* Reading passage:
--- begin ---

Rules for independent regions
In order to ensure that regions are independent, the rules for maintaining regions must ensure that a ticking region has no directly adjacent neighbour regions which are ticking. The following rules guarantee the invariant is upheld:
- Any ticking region may not grow while it is ticking.
- Any ticking region must initially own a small buffer of chunks outside its perimeter.
- Regions may not begin to tick if they have a neighbouring adjacent region.
- Adjacent regions must eventually merge to form a single region.
Additionally, to ensure that a region is not composed of independent regions (which would hinder parallelism), regions composed of more than one independent area must be eventually split into independent regions when possible.
Finally, to ensure that ticking regions may store and maintain data about the current region (i.e tick count, entities within the region, chunks within the region, block/fluid tick lists, and more), regions have their own data object that may only be accessed while ticking the region and by the thread ticking the region. Also, there are callbacks to merging or splitting regions so that the data object may be updated appropriately.
The implementation of these rules is described by REGION_LOGIC.md.
The end result of applying these rules is that a ticking region can ensure that only the current thread has write access to any data contained within the region, and that at any given time the number of independent regions is close to maximum.
Intra region operations
Intra region operations refer to any operations that only deal with data for a single region by the owning region, or to merge/split logic.
Ticking for independent regions
Independent regions tick independently and in parallel. To tick independently means that regions maintain their own deadlines for scheduling the next tick. For example, consider two regions A and B such that A's next tick start is at t=15ms and B's next tick start is at t=0ms. Consider the following sequence of events:
- At t = 0ms, B begins to tick.
- At t = 15ms, A begins to tick.
- At t = 20ms, B is finished its tick. It is then scheduled to tick again at t = 50ms.
- At t = 50ms, B begins its 2nd tick.
- At t = 70ms, B finishes its 2nd tick and is scheduled to tick again at t = 100ms.
- At t = 95ms, A finishes its first tick. It is scheduled to tick again at t = 95ms.
It is important to note that at no time was B's schedule affected by the fact that A fell behind its 20TPS target.
To implement the described behavior, each region maintains a repeating task on a scheduled executor (See SchedulerThreadPool) that schedules tasks according to an earliest start time first scheduling algorithm. The algorithm is similar to EDF, but schedules according to start time. However, given that the deadline for each tick is 50ms + the start time, it behaves identically to the EDF algorithm.
The EDF-like algorithm is selected so that as long as the thread pool is not maximally utilised, that all regions that take <= 50ms to tick will maintain 20TPS. However, the scheduling algorithm is neither NUMA aware nor CPU core aware - it will not make attempts (when n regions > m threads) to pin regions to certain cores.
Since regions tick independently, they maintain their own tick counters. The implications of this are described in the next section.
Tick counters
In standard Vanilla, there are several important tick counters: Current Tick, Game Time Tick, and Daylight Time Tick. The Current Tick counter is used for determining the tick number since the server has booted. The Game Time Tick is maintained per world and is used to schedule block ticks for redstone, fluids, and other physics events. The Daylight Time Tick is simply the number of ticks since noon, maintained per world.
In Folia, the Current Tick is maintained per region. The Game Time Tick is split into two counters: Redstone Time and Global Game Time. Redstone Time is maintained per region. Global Game Time and Daylight Time are maintained by the "global region."

--- end ---

* Data shown:

--- begin ---

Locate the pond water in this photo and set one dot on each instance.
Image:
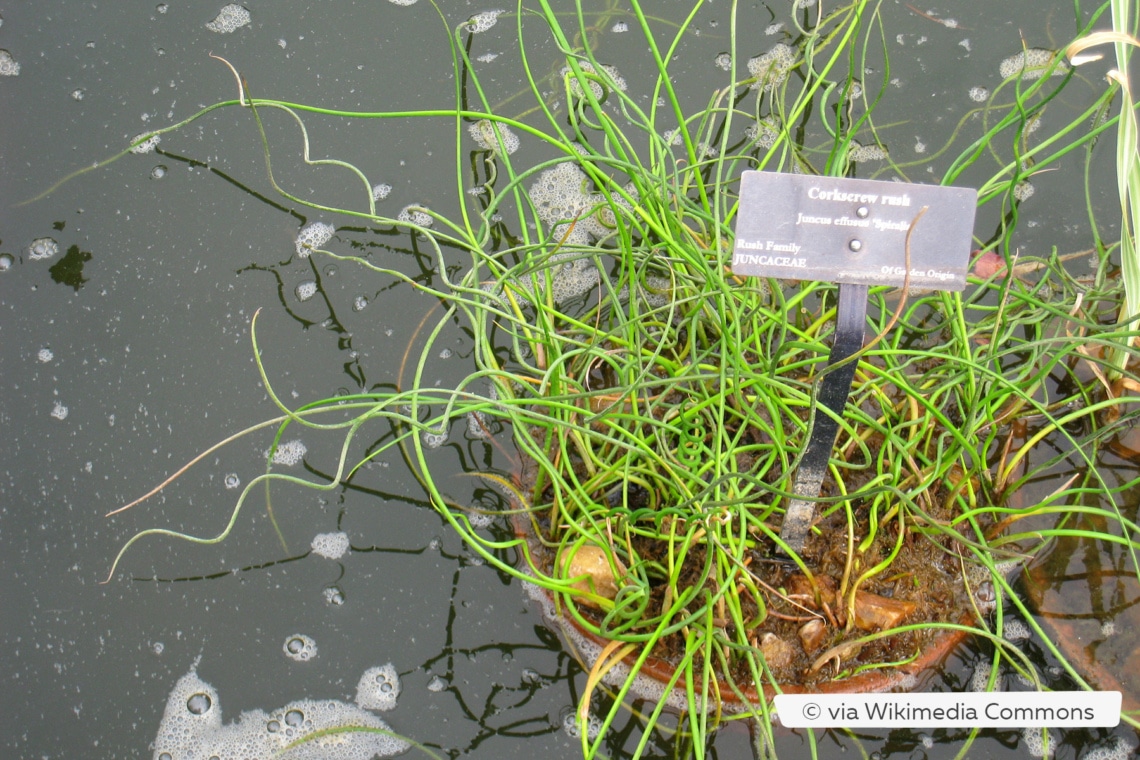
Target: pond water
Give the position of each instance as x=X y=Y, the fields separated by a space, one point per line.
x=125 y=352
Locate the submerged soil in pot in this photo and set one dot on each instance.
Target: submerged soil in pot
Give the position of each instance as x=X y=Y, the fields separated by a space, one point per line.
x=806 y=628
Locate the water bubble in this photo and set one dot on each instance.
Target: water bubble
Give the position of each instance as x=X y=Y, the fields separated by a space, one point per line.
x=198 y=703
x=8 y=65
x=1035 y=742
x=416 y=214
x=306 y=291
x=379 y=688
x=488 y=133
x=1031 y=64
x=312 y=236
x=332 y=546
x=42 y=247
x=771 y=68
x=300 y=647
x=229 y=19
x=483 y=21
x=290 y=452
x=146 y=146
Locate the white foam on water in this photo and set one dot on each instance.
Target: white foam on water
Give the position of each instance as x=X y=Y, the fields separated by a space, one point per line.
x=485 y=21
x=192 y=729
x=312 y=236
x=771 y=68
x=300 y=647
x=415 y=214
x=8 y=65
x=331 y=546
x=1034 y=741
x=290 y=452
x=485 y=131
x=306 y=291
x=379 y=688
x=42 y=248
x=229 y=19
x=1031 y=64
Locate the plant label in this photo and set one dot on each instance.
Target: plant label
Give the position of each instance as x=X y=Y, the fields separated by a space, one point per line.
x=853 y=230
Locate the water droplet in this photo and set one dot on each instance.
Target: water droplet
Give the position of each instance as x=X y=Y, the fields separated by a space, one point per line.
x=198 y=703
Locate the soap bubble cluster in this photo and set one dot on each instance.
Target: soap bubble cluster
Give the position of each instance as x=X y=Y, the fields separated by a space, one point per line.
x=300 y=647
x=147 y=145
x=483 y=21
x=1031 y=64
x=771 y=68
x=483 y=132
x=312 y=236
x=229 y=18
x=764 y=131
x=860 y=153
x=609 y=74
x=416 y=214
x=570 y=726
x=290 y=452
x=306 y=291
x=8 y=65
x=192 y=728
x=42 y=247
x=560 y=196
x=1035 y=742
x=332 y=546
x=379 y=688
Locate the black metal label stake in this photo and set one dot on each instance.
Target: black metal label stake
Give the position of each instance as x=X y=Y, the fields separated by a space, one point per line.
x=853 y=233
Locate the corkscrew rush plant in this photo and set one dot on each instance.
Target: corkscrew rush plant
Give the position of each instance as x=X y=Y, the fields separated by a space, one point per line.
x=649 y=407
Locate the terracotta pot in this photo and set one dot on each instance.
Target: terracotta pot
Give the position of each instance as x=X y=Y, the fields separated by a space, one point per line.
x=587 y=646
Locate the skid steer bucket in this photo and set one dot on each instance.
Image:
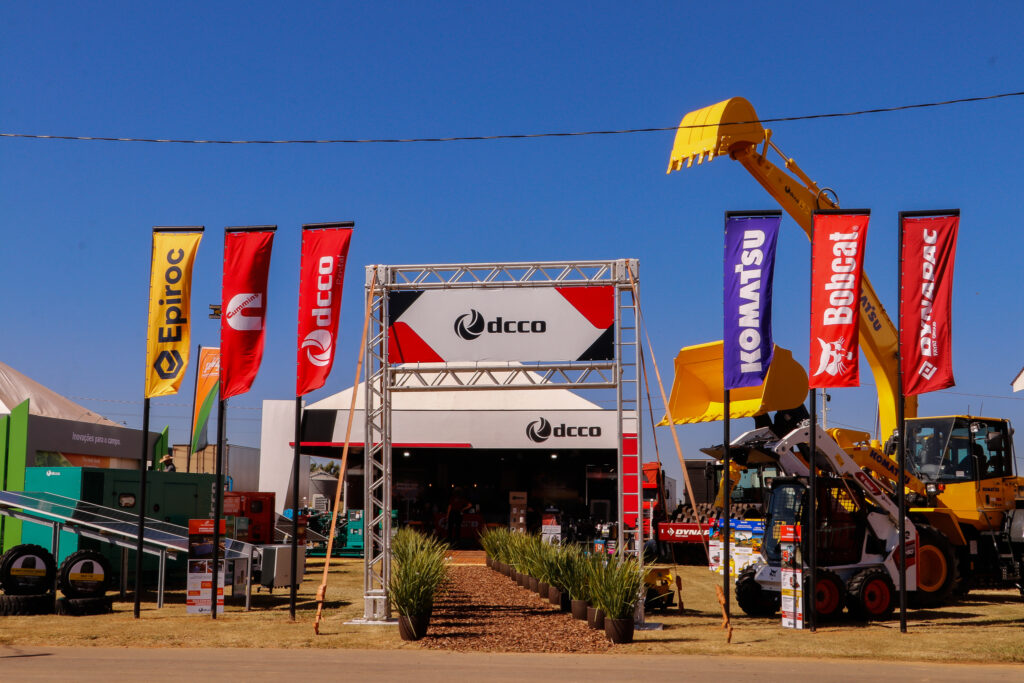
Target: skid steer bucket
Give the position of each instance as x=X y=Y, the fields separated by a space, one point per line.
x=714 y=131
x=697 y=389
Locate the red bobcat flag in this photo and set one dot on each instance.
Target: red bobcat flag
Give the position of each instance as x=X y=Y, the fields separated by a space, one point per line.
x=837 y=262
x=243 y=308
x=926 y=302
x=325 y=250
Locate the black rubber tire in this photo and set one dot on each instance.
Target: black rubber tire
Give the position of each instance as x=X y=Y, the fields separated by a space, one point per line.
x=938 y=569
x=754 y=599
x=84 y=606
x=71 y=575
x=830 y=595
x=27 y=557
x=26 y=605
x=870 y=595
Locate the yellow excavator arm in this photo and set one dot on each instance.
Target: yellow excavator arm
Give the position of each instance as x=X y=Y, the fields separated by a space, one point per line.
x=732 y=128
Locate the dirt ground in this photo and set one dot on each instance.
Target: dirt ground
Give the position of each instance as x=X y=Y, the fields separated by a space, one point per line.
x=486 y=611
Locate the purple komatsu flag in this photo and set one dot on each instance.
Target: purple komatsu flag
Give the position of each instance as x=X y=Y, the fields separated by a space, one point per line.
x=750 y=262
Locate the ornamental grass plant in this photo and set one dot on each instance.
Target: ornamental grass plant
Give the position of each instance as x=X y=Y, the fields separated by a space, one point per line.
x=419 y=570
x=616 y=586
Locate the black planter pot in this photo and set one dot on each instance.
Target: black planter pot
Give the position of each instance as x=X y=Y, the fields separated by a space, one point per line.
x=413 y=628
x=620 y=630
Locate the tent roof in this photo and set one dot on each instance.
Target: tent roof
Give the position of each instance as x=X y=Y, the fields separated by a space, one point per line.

--- end ---

* Task prompt: Update the region ticking text between "To implement the" and "to certain cores.", inclusive, and put "worker pool" in place of "thread pool". The records were taken from a source other than the text.

* Reply:
To implement the described behavior, each region maintains a repeating task on a scheduled executor (See SchedulerThreadPool) that schedules tasks according to an earliest start time first scheduling algorithm. The algorithm is similar to EDF, but schedules according to start time. However, given that the deadline for each tick is 50ms + the start time, it behaves identically to the EDF algorithm.
The EDF-like algorithm is selected so that as long as the worker pool is not maximally utilised, that all regions that take <= 50ms to tick will maintain 20TPS. However, the scheduling algorithm is neither NUMA aware nor CPU core aware - it will not make attempts (when n regions > m threads) to pin regions to certain cores.